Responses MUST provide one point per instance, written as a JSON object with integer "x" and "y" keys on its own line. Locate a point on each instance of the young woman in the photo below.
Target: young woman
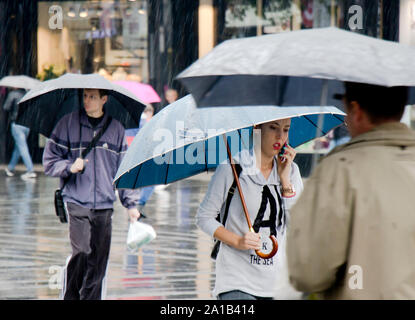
{"x": 266, "y": 177}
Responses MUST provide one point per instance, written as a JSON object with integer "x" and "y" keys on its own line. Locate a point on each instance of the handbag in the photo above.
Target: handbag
{"x": 60, "y": 209}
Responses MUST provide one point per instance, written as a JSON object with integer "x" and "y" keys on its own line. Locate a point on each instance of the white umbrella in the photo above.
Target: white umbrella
{"x": 257, "y": 68}
{"x": 23, "y": 82}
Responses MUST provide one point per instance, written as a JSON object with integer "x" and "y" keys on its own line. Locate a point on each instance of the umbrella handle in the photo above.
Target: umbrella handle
{"x": 248, "y": 220}
{"x": 273, "y": 251}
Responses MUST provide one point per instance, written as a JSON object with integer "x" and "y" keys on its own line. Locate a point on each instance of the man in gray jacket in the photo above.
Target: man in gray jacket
{"x": 88, "y": 192}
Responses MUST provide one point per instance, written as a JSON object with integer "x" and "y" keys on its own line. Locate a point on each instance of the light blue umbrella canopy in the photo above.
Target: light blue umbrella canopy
{"x": 182, "y": 140}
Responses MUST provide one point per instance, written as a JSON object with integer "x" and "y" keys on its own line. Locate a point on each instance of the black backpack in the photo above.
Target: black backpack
{"x": 231, "y": 191}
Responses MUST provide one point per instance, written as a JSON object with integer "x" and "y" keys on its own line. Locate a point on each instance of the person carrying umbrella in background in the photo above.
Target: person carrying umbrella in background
{"x": 89, "y": 193}
{"x": 20, "y": 134}
{"x": 351, "y": 233}
{"x": 272, "y": 183}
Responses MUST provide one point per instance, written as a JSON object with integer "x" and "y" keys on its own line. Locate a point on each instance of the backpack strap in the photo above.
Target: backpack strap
{"x": 231, "y": 192}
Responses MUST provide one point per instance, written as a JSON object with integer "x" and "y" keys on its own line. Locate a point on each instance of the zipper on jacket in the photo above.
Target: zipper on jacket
{"x": 95, "y": 180}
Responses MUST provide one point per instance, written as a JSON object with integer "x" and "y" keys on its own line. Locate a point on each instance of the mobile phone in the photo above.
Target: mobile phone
{"x": 282, "y": 151}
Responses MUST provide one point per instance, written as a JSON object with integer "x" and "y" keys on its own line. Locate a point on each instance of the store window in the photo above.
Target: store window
{"x": 242, "y": 18}
{"x": 105, "y": 37}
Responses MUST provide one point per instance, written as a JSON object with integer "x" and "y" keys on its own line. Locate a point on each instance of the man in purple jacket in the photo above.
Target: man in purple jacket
{"x": 88, "y": 193}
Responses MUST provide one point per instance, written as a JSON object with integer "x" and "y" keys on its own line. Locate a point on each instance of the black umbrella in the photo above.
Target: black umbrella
{"x": 42, "y": 107}
{"x": 264, "y": 70}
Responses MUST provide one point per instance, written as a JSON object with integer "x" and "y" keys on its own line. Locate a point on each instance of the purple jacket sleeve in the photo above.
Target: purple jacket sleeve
{"x": 56, "y": 151}
{"x": 128, "y": 197}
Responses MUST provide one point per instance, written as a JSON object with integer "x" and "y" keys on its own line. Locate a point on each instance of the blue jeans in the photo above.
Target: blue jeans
{"x": 239, "y": 295}
{"x": 145, "y": 194}
{"x": 21, "y": 149}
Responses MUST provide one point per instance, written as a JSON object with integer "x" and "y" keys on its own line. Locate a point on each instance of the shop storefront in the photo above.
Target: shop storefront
{"x": 149, "y": 41}
{"x": 110, "y": 38}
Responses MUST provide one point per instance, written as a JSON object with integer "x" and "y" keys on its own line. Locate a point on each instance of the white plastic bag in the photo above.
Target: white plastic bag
{"x": 139, "y": 234}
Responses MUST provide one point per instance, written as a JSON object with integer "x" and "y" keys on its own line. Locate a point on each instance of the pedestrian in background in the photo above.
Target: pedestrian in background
{"x": 352, "y": 230}
{"x": 271, "y": 184}
{"x": 171, "y": 95}
{"x": 89, "y": 194}
{"x": 20, "y": 134}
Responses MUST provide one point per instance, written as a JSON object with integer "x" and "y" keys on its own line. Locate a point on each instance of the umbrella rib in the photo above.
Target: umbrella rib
{"x": 322, "y": 131}
{"x": 136, "y": 177}
{"x": 206, "y": 169}
{"x": 336, "y": 116}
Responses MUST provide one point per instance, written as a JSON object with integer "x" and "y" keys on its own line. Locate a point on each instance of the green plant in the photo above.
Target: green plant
{"x": 48, "y": 73}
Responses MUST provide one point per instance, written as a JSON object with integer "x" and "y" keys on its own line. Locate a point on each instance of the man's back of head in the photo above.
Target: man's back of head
{"x": 370, "y": 105}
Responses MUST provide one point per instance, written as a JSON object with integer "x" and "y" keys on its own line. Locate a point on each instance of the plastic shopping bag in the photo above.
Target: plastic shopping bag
{"x": 139, "y": 234}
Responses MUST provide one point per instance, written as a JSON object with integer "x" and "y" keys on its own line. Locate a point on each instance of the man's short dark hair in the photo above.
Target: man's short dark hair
{"x": 380, "y": 103}
{"x": 102, "y": 92}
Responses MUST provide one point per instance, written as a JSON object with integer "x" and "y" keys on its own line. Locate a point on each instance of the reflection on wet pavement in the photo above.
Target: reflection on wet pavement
{"x": 34, "y": 245}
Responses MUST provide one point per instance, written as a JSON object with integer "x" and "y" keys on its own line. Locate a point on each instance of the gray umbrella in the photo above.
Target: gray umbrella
{"x": 22, "y": 82}
{"x": 263, "y": 70}
{"x": 41, "y": 108}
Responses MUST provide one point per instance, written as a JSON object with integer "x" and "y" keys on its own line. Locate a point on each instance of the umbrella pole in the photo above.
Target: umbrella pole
{"x": 241, "y": 195}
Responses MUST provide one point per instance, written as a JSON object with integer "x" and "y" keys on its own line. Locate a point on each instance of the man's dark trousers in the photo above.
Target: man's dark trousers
{"x": 90, "y": 235}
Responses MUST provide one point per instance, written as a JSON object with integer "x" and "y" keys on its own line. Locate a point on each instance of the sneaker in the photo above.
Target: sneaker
{"x": 29, "y": 175}
{"x": 8, "y": 172}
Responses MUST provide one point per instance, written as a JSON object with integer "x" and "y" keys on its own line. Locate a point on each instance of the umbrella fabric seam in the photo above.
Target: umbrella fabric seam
{"x": 209, "y": 137}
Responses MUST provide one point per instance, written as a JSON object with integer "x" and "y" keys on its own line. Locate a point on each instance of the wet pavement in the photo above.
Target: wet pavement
{"x": 34, "y": 245}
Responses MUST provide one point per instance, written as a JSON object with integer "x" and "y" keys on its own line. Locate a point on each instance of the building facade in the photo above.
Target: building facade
{"x": 153, "y": 40}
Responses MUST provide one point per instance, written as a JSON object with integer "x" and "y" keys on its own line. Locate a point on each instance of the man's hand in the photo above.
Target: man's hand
{"x": 134, "y": 214}
{"x": 78, "y": 165}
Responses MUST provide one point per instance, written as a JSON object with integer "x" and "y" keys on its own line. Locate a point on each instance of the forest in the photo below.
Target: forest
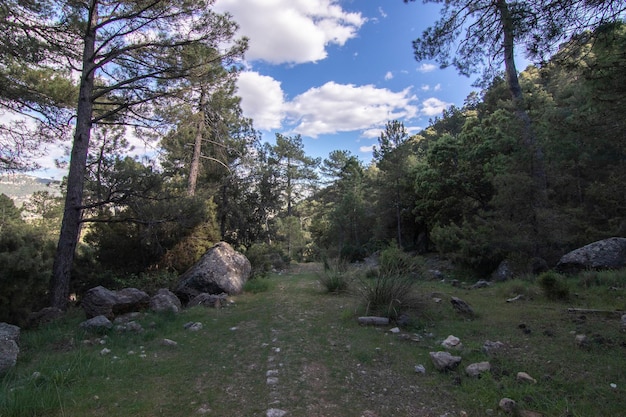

Prompt -> Which lines in the items above contain the string "young"? Copy each of those lines in full, and treat uppercase and lowercase as different.

Correct answer ->
Responses MUST provide one point per instance, written as a JSON object with integer "x" and "y" keys on its own line. Locate a point on each instance of the young woman in the photo below.
Target: young woman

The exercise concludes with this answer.